Stated goal: Extend the passage on classifying plagiarism detection systems, picking up after its final sentence.

Article:
▽
Traditional classification

In traditional classification documents are calculated either by attributes (Attribute Counting Systems) or by structures (Structure Metric Systems). Lancaster and Culwin considers such classification incomplete, because some systems have an approach which does not belong to either of the two classes.

Classification according to the type of corpus which is processed

According to the types of documents which are being processed, the corpus of documents can be formed by source code, text documents or both. According to the source of documents, the corpora can be internal (documents available to an organisation), external (all Internet sources) or mixed. According to the method of work, access can be with or without tokenisation.

Classification according to the availability of the plagiarism detection system

According to the setting, they can be local or on the web. According to the openness, they can be public or private.

Classification according to the number of documents which are simultaneously processed

A metric is used which can be singular, paired, and corporal (n-dimensional; n=number of documents in a corpus).

Classification according to the complexity of the metrics used

Metrics can be superficial or structural.

According to Maurer et al., the strategy of plagiarism detection should be carried out in three phases (authors call them methods) (Maurer et al., 2006):

1. The use of local documents’ repository, i.e. the comparison of a verified document word-by-word with potential sources of plagiarism.

2. The comparison of a verified document with all available web sources in a way that the characteristic parts or sentences are compared, not the whole documents.

3. The use of stylometry i.e. an algorithm for a linguistic analysis that compares the style of sequential sections of an observed document and draws attention to the inconsistency and change of style, which indicates the increased probability of plagiarism.
△
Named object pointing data
▽
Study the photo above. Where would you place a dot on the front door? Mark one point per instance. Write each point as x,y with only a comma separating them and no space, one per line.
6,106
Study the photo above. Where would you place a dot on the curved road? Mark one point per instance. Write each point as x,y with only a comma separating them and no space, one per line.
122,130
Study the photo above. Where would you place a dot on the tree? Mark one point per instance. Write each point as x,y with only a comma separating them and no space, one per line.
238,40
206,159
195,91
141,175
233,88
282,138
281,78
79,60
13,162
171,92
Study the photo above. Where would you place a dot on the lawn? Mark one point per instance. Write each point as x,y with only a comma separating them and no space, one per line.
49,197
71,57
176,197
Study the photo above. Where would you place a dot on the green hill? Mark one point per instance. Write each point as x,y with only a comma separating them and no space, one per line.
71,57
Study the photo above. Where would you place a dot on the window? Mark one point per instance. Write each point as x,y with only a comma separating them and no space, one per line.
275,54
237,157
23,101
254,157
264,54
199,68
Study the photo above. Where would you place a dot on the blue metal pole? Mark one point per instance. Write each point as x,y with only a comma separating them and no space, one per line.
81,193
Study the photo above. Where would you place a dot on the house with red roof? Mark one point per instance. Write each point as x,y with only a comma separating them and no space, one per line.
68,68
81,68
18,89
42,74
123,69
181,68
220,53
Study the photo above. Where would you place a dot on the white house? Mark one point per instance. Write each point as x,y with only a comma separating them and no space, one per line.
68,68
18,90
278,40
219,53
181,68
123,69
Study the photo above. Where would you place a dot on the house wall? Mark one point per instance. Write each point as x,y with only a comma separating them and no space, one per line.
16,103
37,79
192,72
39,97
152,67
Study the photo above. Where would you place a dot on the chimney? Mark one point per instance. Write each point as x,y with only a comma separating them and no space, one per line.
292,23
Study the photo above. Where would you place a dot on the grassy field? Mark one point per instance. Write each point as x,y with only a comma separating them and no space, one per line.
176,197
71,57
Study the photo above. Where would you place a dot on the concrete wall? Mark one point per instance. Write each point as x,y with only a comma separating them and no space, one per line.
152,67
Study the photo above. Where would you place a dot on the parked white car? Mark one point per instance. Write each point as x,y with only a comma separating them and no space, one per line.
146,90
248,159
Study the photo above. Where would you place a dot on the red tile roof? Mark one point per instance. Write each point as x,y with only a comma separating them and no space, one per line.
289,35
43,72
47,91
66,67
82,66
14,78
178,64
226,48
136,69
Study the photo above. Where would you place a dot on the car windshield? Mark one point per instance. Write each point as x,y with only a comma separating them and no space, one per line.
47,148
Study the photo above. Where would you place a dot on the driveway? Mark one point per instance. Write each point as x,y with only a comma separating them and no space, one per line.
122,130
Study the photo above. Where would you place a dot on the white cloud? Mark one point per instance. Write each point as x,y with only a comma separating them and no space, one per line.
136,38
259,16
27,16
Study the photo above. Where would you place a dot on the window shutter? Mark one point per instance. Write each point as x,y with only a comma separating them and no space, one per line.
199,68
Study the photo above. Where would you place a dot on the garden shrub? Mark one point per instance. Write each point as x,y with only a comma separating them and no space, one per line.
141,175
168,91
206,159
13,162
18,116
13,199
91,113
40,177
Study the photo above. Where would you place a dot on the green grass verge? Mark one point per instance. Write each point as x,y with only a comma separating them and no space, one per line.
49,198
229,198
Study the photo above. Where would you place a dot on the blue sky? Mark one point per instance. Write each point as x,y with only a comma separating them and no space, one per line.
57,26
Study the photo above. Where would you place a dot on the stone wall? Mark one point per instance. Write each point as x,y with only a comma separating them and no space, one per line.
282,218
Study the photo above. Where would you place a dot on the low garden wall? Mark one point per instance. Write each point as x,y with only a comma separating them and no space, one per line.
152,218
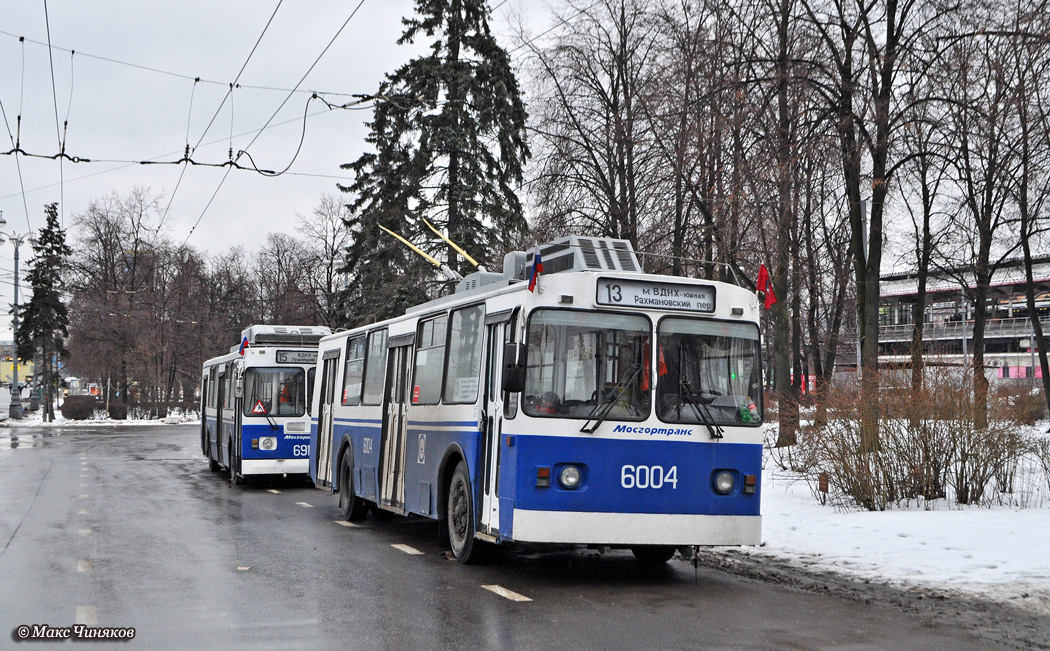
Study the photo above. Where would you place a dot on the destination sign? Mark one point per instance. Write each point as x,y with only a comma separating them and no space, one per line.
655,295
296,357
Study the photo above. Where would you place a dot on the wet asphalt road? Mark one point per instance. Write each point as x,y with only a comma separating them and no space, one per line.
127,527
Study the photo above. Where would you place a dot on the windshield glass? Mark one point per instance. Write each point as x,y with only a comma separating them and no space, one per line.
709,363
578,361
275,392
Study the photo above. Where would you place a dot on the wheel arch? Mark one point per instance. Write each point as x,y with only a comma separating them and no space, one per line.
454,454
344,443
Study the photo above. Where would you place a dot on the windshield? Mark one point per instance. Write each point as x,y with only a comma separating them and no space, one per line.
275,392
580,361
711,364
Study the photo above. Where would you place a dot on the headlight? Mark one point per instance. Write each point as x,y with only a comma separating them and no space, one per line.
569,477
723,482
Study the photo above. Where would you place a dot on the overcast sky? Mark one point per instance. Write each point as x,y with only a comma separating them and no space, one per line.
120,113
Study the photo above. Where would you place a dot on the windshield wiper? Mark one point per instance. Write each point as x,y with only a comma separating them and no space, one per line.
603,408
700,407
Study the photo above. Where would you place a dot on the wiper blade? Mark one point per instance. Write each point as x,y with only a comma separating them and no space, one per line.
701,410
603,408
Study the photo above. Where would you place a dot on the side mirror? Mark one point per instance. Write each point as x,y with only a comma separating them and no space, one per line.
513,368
△
▽
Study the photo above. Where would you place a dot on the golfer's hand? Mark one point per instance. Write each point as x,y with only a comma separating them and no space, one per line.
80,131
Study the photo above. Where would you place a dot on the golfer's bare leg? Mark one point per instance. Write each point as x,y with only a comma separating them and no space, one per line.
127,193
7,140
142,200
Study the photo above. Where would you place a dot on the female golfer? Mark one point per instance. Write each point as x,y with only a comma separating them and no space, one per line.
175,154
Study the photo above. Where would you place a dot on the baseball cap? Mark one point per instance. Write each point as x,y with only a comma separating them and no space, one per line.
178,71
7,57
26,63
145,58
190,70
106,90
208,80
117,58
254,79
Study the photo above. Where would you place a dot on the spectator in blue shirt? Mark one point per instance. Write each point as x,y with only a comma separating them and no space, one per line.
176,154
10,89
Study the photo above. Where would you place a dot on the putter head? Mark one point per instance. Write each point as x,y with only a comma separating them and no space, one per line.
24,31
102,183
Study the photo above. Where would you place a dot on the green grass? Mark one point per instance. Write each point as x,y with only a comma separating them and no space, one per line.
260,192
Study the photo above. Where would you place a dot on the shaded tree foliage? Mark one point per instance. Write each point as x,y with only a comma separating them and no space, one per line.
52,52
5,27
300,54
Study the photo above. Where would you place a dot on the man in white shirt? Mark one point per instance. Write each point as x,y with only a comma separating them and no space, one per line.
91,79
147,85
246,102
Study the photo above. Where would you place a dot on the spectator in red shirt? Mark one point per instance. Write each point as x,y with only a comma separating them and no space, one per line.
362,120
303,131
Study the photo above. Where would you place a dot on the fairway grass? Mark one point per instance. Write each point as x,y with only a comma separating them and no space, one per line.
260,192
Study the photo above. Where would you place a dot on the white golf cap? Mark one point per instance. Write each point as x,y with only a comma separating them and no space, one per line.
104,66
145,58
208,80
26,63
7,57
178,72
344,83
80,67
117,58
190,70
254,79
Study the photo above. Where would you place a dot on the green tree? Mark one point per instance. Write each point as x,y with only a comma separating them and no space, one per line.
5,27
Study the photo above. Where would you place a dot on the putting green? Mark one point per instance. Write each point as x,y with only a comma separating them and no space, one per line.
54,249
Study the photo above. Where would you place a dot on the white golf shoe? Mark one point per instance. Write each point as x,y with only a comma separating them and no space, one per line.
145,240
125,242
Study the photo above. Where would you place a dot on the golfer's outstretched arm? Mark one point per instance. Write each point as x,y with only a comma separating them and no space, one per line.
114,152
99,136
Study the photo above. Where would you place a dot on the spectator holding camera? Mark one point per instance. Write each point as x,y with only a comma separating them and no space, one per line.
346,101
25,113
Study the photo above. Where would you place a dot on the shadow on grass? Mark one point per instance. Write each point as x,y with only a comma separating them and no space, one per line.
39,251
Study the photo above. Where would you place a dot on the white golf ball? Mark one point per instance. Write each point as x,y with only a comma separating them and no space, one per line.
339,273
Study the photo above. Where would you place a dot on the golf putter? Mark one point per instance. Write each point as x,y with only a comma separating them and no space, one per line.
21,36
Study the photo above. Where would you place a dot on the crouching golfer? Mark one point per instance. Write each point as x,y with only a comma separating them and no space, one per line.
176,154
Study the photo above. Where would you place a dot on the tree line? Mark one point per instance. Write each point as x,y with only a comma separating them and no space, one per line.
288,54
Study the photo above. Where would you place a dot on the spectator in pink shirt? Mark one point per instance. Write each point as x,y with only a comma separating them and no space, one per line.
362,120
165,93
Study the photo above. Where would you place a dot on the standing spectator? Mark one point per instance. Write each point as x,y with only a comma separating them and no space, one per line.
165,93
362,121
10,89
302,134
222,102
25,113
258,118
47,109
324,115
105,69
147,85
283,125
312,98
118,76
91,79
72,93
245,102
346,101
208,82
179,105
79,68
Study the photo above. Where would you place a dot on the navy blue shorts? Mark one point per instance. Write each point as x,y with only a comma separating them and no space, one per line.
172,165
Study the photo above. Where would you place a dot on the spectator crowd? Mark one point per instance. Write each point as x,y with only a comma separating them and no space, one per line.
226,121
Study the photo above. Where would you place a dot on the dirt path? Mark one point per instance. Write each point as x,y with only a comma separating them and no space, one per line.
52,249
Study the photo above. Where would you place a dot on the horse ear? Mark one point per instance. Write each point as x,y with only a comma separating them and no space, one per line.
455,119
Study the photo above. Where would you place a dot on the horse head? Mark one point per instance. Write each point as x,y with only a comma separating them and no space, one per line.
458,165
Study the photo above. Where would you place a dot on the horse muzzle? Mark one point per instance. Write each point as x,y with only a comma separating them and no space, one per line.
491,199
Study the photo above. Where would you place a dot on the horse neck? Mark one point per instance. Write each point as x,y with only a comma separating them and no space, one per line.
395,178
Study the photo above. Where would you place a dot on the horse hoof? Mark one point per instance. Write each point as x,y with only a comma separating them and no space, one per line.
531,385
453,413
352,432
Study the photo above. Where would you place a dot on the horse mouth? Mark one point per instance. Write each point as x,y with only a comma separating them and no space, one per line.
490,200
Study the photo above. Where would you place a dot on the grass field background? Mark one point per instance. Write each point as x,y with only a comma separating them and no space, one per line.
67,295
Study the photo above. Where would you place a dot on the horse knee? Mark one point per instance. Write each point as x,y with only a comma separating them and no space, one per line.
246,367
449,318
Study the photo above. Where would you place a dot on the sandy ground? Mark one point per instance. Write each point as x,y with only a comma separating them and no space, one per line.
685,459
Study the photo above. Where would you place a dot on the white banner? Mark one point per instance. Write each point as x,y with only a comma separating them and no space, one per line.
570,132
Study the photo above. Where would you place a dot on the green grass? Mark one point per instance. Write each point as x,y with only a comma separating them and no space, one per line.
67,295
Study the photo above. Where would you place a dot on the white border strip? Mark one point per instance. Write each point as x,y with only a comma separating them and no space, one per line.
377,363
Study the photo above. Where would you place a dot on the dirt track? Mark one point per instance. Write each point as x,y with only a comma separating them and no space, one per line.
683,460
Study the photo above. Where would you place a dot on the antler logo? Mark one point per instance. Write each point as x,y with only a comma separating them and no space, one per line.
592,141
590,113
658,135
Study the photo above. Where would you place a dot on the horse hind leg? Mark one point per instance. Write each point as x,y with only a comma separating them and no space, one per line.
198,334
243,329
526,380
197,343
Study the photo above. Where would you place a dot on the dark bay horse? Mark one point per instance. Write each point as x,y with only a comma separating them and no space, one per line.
△
▽
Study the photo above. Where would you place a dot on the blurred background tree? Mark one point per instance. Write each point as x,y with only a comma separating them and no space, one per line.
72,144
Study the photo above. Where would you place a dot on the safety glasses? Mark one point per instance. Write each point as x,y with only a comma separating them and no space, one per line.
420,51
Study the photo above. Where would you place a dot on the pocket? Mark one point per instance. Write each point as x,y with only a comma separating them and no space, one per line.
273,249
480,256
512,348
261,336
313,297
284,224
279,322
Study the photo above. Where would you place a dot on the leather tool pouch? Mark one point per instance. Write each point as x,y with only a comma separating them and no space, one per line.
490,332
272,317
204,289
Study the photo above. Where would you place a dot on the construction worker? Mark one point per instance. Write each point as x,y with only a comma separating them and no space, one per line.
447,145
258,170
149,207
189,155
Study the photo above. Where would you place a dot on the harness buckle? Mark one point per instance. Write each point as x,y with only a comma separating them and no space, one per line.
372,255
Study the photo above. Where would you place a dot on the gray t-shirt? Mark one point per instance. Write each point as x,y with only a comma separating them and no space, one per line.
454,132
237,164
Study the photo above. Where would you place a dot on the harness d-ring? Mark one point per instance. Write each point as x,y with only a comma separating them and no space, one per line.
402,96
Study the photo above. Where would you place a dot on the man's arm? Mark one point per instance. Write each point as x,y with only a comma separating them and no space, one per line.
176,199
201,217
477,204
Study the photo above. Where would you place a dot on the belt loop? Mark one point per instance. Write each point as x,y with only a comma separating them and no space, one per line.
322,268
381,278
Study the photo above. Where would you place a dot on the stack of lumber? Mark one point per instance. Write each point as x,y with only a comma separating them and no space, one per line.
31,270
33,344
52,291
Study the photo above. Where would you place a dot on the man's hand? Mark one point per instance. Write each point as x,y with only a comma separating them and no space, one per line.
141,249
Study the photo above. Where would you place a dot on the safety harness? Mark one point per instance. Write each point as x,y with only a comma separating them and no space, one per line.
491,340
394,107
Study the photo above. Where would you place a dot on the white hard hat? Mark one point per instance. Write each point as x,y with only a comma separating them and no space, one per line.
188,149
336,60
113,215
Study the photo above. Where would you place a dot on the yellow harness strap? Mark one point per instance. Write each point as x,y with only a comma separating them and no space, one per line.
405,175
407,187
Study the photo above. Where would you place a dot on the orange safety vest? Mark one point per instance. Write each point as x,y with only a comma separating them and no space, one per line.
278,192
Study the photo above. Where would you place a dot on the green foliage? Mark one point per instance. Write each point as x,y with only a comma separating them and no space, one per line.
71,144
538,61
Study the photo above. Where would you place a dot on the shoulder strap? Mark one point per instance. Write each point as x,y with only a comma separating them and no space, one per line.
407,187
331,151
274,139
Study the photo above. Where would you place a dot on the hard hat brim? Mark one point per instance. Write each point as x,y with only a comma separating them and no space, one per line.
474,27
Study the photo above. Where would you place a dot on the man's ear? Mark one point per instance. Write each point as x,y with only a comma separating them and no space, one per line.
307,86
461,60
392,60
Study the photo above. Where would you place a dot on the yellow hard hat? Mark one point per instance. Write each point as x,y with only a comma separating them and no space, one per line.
△
Written answer:
Culwin and Lancaster identify a four-phase model for the plagiarism detection (Culwin & Lancaster, 2001a): (1) a collection phase in which documents fill the repository of all relevant documents, (2) a detection phase in which a software system recognises the suspicious pairs of documents, (3) a confirmation phase in which a human expert confirms or rejects doubt about plagiarism and (4) an investigation phase in which a human expert confirms the plagiarism and determines sanctions for the plagiarists.

Williams states three strategies, which we could call an evolutionary approach in the anti-plagiarism efforts (Williams, 2005, p. 5): "Various strategies can be employed by academics to police plagiarism, ranging from simple Web search techniques used by individual lecturers, to the employment of easy-to-use freeware capable of tracking plagiarism between cohorts of students, as well as to quite elaborate systemic approaches involving the engagement of commercial plagiarism detection agencies."

4.2 Methods

In the processes of plagiarism detection, the plagiarism detection methods and algorithms are key elements. An ideal algorithm for the plagiarism detection should be able to determine (Kakkonen & Mozgovoy, 2010):

1. Verbatim copying of initially digital documents and digitalised analogue sources.

2. Paraphrasing in the forms of the addition or removal of words or letters, the addition of intentional spelling and grammatical errors, substitution of words with synonyms, changing of word order in sentences or expressions, and changes in grammar or style.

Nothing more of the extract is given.